Gösterilen metin:
Rip protokolü günümüz de yetersiz kalması sebebi ile üretici firmaları daha gelişmiş ve daha mantıklı protokolleri ortaya çıkarmaya itmiştir. Mantık olarak aynıdır. Bazı değişiklikler ve mantıklı eklentiler ve büyüyen yapılara göre OSPF , IS-IS  , BGP , EIGRP gibi protokoller ortaya çıkarılmıştır.
Yukarıda RİP protokolünün yapıldığı bir örnek topoloji var. RİP protokolünü enable etmek için bacaklarındaki bütün ip bloklarını tanımlamamız gerekiyor.
SEDAT routerımız Router0’dır J
Tüm routerlarımıza yukarıdaki gibi blokları komutlarımızla tanıttık ve
-do show ip route …..komutunu yazdığımız zaman aşağıdaki gibi tüm yapılanmayı görebiliriz.




Vlan Nedir?

Sanal yerel alan ağı (VLAN), bir yerel alan ağı (LAN) üzerindeki ağ kullanıcılarının ve kaynakların mantıksal olarak gruplandırılması ve switch üzerinde port’lara atanmasıyla yapılır. VLAN kullanılmasıyla her VLAN sadece kendi broadcast’ini alacağından, broadcast trafiği azaltılarak bant genişliği artırılmış olur. VLAN’lar ağ üzerinde uygulanarak, 2. seviye anahtarlamanın getirdiği birçok problem ortadan kaldırılır. Bunları temel olarak 3 başlık altında toplayabiliriz:
1. Broadcast Kontrol
Broadcast her protokol tarafından üretilir. Ancak yoğunluğu protokole, uygulamaya ve servisin nasıl kullanıldığına göre değişir. Düz kullanılan (VLAN uygulanmamış) 2. seviye anahtarlama cihazlarında, gelen broadcast paketi uçtakilerin alıp almayacağına bakılmaksızın, her port’a gönderilir. Ağ üzerindeki cihaz sayısının fazla olması demek, broadcastin de katlanarak artmasına ve bu paketlerin ağ üzerindeki her cihaza gönderilmesine neden olur.
İyi tasarlanmış bir ağ, ölçütlere göre segmentlere ayrılmalıdır. Bunu yapmanın en uygun yolu switching ve routing’den geçer. Bu da VLAN’lar arasında broadcast trafiğini engeller.

Yazılı talimat A:
Lütfen RIP ve VLAN konulu metinde "İyi tasarlanmış bir" ifadesiyle başlayıp "broadcast trafiğini engeller." ifadesiyle biten kısmı aynen yazın.
Yazılı talimat B:
RIP ve VLAN konulu metnin devamını, son cümlesinin ardından gelecek şekilde yazın.
Sonraki verilerin bu çalışmada hiçbir rolü yoktur.

Veri kümesi alıntısı:
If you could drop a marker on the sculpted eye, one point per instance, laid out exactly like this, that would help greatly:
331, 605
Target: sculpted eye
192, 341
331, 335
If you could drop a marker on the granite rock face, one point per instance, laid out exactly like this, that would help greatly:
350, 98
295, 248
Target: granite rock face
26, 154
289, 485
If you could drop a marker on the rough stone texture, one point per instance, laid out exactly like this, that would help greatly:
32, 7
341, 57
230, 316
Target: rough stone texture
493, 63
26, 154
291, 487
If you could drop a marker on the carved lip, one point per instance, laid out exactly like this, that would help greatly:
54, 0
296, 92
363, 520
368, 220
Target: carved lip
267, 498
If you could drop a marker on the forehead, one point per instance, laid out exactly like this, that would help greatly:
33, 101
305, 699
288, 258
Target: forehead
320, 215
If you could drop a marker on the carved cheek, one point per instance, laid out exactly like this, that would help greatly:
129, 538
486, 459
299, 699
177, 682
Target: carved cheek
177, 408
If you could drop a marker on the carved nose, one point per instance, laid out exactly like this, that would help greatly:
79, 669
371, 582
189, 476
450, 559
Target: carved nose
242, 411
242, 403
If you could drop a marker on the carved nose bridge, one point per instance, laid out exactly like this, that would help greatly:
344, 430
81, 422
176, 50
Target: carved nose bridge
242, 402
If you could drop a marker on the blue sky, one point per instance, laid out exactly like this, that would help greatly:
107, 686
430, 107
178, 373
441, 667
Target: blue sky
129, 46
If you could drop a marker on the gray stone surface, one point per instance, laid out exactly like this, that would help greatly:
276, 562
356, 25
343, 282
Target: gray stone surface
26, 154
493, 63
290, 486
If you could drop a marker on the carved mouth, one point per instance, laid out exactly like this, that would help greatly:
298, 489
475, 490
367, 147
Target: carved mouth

Beklenen cevap A:
İyi tasarlanmış bir ağ, ölçütlere göre segmentlere ayrılmalıdır. Bunu yapmanın en uygun yolu switching ve routing’den geçer. Bu da VLAN’lar arasında broadcast trafiğini engeller.

Beklenen cevap B:
2. Güvenlik
VLAN oluşturulmamış düz bir ağın bir başka dezavantajı güvenliktir. Switch kullanılmayan bir ağ üzerinde iki bilgisayar arasındaki veri akışı ağa bağlı tüm cihazlara da iletilmektedir. Bu, trafik sorununa yol açtığı gibi, ağ üzerinde gelip geçen tüm paketleri dinleyen ve veri kısmını çözen yazılımlar ve hatta donanımlar sebebiyle oldukça güvensizdir. Dağıtım cihazı olarak switch kullanıldığında her port’un kendi collision segmentine ayrılması ile port’lar arasındaki bu güvenlik açığı engellenebilmektedir. Ancak düz kullanılan switch topolojisinde broadcast’in tüm port’lara gönderiliyor olması, ağ üzerindeki tüm cihazların birbirinin broadcast trafiğini alıyor olması demektir.
İkinci bir husus, bu ağ üzerinde diğerleri ile ağ ilişkisi olmayacak kullanıcı gruplarına, diğer cihazlarca erişim sağlanmakta, broadcast paketleri gönderilmektedir. Switch üzerinde ağ cihazları VLAN’lara ayrıldığında bu tarz güvenlik açıkları ortadan kalkacaktır. Bu sayede bir kullanıcının ağ üzerinde herhangi bir uca bağlanarak tüm ağı dinleme ve bilgiyi ele geçirme şansı olmayacaktır. Ancak bağlanacağı VLAN üzerinde işlem yapabilecektir.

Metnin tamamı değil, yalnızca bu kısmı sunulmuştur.